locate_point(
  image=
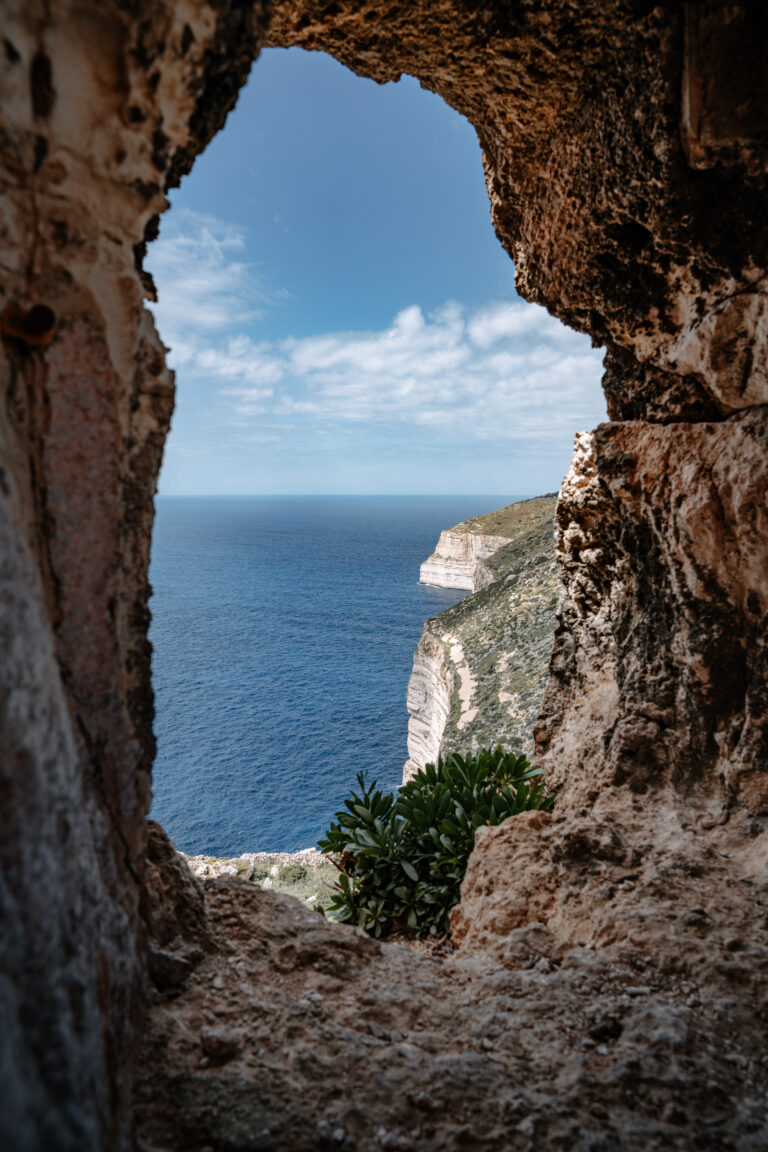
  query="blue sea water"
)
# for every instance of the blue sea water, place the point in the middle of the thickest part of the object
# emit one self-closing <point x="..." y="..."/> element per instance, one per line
<point x="283" y="633"/>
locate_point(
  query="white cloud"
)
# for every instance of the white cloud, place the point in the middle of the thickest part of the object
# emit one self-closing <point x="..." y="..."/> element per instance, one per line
<point x="507" y="371"/>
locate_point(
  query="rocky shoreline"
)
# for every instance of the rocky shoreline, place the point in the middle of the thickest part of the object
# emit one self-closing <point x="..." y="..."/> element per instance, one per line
<point x="306" y="874"/>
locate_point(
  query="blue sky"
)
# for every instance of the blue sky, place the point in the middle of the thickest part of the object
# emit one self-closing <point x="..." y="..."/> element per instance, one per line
<point x="340" y="313"/>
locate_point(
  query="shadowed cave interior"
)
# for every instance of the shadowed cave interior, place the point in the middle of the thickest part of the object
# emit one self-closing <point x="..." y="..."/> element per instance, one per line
<point x="608" y="990"/>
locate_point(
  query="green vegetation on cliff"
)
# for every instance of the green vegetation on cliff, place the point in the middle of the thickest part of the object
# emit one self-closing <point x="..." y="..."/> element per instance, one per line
<point x="402" y="856"/>
<point x="496" y="643"/>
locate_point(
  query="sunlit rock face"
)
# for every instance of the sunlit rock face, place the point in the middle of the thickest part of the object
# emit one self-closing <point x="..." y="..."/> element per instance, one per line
<point x="624" y="151"/>
<point x="456" y="562"/>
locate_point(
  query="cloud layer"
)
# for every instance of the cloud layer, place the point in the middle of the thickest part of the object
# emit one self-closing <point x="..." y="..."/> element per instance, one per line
<point x="507" y="371"/>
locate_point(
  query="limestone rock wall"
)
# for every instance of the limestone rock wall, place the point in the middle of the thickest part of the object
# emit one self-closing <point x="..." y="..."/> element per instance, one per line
<point x="456" y="560"/>
<point x="480" y="666"/>
<point x="430" y="690"/>
<point x="101" y="104"/>
<point x="625" y="163"/>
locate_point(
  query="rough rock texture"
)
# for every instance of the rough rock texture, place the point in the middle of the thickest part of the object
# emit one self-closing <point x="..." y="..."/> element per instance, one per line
<point x="480" y="667"/>
<point x="101" y="103"/>
<point x="625" y="159"/>
<point x="299" y="1035"/>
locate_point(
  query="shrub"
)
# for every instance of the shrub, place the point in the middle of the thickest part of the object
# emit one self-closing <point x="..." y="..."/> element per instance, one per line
<point x="402" y="856"/>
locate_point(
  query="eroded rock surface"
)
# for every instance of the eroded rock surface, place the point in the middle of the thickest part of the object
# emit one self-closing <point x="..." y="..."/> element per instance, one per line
<point x="480" y="667"/>
<point x="625" y="161"/>
<point x="299" y="1035"/>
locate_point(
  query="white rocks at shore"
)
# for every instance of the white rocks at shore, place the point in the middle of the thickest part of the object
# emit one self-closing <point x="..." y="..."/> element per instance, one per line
<point x="306" y="874"/>
<point x="208" y="868"/>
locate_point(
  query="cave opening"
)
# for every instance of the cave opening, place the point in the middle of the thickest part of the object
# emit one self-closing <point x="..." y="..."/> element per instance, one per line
<point x="355" y="373"/>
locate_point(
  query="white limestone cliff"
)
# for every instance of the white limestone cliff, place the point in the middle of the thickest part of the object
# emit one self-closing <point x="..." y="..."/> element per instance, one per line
<point x="428" y="702"/>
<point x="456" y="562"/>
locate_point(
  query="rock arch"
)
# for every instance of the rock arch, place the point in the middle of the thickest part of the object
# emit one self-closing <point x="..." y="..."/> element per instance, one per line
<point x="625" y="150"/>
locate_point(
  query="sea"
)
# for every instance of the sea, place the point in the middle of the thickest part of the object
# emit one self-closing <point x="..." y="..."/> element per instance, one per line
<point x="283" y="630"/>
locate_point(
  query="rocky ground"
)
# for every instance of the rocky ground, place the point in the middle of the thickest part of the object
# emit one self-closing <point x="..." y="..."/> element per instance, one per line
<point x="297" y="1035"/>
<point x="306" y="874"/>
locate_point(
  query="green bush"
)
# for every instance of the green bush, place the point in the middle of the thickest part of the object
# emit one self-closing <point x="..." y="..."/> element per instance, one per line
<point x="402" y="856"/>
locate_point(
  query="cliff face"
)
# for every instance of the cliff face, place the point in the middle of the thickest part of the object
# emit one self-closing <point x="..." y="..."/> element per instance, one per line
<point x="480" y="667"/>
<point x="456" y="560"/>
<point x="625" y="161"/>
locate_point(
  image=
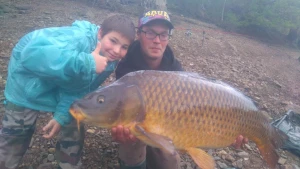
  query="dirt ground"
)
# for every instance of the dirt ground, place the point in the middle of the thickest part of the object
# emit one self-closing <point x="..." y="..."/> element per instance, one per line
<point x="269" y="74"/>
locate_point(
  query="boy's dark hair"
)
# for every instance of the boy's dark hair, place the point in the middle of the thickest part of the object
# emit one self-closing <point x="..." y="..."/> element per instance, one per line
<point x="119" y="23"/>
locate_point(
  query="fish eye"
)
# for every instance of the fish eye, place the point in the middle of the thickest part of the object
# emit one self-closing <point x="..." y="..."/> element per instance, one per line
<point x="100" y="99"/>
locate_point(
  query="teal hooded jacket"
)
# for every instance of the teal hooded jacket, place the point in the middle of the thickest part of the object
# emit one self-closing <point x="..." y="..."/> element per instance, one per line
<point x="50" y="68"/>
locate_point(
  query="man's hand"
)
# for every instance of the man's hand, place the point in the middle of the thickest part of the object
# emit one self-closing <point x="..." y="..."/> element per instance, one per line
<point x="51" y="129"/>
<point x="101" y="61"/>
<point x="240" y="141"/>
<point x="122" y="135"/>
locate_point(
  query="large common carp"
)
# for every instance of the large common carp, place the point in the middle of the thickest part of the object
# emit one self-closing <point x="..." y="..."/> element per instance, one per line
<point x="180" y="111"/>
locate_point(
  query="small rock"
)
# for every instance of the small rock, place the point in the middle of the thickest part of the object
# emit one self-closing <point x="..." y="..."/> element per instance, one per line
<point x="285" y="103"/>
<point x="238" y="163"/>
<point x="221" y="165"/>
<point x="222" y="152"/>
<point x="248" y="147"/>
<point x="51" y="150"/>
<point x="228" y="157"/>
<point x="91" y="131"/>
<point x="281" y="160"/>
<point x="50" y="157"/>
<point x="243" y="154"/>
<point x="288" y="166"/>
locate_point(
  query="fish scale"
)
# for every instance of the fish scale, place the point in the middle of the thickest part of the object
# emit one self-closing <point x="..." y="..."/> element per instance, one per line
<point x="180" y="111"/>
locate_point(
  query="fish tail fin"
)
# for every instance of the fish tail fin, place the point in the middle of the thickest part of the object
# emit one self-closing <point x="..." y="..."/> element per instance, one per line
<point x="267" y="148"/>
<point x="269" y="154"/>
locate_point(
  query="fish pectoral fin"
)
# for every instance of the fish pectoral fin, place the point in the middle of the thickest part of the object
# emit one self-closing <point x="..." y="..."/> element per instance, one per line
<point x="154" y="140"/>
<point x="201" y="158"/>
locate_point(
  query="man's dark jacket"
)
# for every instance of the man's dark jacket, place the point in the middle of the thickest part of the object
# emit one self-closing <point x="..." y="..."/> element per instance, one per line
<point x="134" y="61"/>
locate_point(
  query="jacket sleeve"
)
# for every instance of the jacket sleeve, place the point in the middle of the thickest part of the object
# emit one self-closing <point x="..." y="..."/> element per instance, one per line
<point x="59" y="61"/>
<point x="62" y="114"/>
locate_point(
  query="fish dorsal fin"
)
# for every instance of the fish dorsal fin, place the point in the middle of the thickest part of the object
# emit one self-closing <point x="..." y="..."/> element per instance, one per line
<point x="153" y="139"/>
<point x="201" y="158"/>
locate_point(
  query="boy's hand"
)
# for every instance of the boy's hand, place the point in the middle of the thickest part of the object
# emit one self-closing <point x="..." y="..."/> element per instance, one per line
<point x="100" y="61"/>
<point x="54" y="128"/>
<point x="122" y="135"/>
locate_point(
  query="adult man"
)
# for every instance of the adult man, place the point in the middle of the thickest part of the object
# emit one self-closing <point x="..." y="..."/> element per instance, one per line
<point x="149" y="52"/>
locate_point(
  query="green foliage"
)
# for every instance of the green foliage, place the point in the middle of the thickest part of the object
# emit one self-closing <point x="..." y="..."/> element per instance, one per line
<point x="270" y="15"/>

▶ _Required task_
Count the lines of the records that contain the word "shrub", and give only that number.

▶ _Finished answer_
2